** START PAGE TEXT **
Comments (7)
Thanks for the post. Can you please provide a minimal reproducible example calculating the pvalue?
Can you also link to a manuscript using the test in the way you're suggesting?
from gtsummary.
Hi Daniel! Thanks for replying!
I have the r-bloggers page as an example: https://www.r-bloggers.com/2014/06/example-2014-6-comparing-medians-and-the-wilcoxon-rank-sum-test/
But this question is based on a false premise: that the the Wilcoxon rank-sum test is used to compare medians. The premise is based on a misunderstanding of the null hypothesis of the test. The actual null hypothesis is that there is a 50% probability that a random value from one population exceeds an random value from the other population. The practical value of this is hard to see, and thus in many places, including textbooks, the null hypothesis is presented as “the two populations have equal medians”. The actual null hypothesis can be expressed as the latter median hypothesis, but only under the additional assumption that the shapes of the distributions are identical in each group.
In other words, our interpretation of the test as comparing the medians of the distributions requires the location-shift-only alternative to be the case. Since this is rarely true, and never assessed, we should probably use extreme caution in using, and especially in interpreting, the Wilcoxon rank-sum test.
I've paraphrased the code on to the following:
#Import libraries
library(tidyverse)
library(gtsummary)
library(quantreg)
#Create a reproducible dataset
set.seed(123)
y1 = as_tibble(rexp(10000))
y2 = as_tibble(rnorm(10000) + log(2))
y1$group = "Y1"
y2$group = "Y2"
df = rbind(y1,y2)
#Run wilcox.test manually
wilcox.test(value ~ group, data=df)
#Show using gtsummary
df %>%
tbl_summary(
by = group,
statistic = list(all_continuous() ~ "{median} ({p25}, {p75})",
all_categorical() ~ "{n} / {N} ({p}%)"),
digits = list(all_continuous() ~ c(1,1)),
) %>%
bold_labels() %>%
add_p(pvalue_fun = ~style_pvalue(.x, digits = 2))
** END PAGE TEXT **
** START RECORDS PROVIDED **
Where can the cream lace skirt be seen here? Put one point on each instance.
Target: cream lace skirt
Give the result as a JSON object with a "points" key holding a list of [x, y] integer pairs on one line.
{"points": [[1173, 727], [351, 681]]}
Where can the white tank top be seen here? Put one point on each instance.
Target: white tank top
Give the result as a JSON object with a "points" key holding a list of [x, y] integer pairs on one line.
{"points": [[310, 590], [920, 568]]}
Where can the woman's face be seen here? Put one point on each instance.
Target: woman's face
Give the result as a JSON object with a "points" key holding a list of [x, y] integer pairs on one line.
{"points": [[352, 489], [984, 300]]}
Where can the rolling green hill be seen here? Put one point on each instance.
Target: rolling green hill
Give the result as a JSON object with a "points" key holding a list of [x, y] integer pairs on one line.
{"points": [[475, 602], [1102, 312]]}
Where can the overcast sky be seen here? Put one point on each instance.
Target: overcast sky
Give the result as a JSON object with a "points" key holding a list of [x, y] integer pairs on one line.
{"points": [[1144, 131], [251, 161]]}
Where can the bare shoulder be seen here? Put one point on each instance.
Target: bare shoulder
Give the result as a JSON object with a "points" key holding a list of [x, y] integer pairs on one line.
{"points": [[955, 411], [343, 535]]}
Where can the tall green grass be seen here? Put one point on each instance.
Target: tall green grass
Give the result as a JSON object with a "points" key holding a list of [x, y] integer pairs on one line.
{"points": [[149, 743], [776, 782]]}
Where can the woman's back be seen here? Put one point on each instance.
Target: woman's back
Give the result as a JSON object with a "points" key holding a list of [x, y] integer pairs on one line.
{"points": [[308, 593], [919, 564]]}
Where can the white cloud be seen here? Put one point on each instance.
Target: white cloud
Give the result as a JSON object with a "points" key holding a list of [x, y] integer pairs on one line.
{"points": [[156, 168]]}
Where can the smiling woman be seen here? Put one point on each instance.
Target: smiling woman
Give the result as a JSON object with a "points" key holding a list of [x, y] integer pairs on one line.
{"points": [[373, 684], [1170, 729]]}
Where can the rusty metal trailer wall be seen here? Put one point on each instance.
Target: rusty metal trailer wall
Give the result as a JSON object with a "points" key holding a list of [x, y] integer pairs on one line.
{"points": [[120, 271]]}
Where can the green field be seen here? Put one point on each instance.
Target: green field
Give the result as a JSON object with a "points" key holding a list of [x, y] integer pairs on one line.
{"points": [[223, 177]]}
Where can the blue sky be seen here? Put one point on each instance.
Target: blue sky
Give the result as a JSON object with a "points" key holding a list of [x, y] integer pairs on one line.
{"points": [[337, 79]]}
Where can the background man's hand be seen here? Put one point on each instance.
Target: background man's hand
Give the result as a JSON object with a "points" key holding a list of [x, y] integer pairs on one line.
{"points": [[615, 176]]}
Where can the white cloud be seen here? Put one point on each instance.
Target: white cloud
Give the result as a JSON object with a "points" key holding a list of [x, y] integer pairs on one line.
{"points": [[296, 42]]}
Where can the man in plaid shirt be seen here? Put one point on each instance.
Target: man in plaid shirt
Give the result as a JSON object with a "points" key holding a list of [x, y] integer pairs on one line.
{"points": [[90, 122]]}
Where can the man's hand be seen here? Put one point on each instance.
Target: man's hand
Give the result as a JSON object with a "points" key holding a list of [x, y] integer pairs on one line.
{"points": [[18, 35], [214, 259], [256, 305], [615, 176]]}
** END RECORDS PROVIDED **
- [EXERCISE INSTRUCTIONS]
**1)** Copy out each line of the records that contains the word "blue".
**2)** Write the next part of the forum thread about the Wilcoxon rank-sum test in gtsummary, picking up after its last line.

- [TASK RESULTS]
**1)**
Where can the blue sky be seen here? Put one point on each instance.
Target: blue sky

**2)**
#Run a quantile regression, for the median (tau=0.5)
qr <- rq(value ~ group, data=df, tau = 0.5)
qr
#Calculate standard errors using bootstrapping with 100 replications, and respective p-values
set.seed(123)
summary(qr, se="boot", R=100)
from gtsummary.
Maybe I'm misunderstanding the syntax for add_p?
For example, when I attempt to replace wilcoxons test with kolmorov-smirnov, which is called by "ks.test" with identical syntax, the p-value is omitted in the output
df %>%
tbl_summary(
by = group,
statistic = list(all_continuous() ~ "{median} ({p25}, {p75})",
all_categorical() ~ "{n} / {N} ({p}%)"),
digits = list(all_continuous() ~ c(1,1)),
) %>%
bold_labels() %>%
add_p(pvalue_fun = ~style_pvalue(.x, digits = 2),
test = list(all_continuous() ~ "ks.test"))
Similarily, I don't see where you could add parameters to the test-call for example, which would be needed in the case for quantreg (specifying the bootstrap estimator and number of replications)
from gtsummary.
Thanks @spiralparagon for the additional context!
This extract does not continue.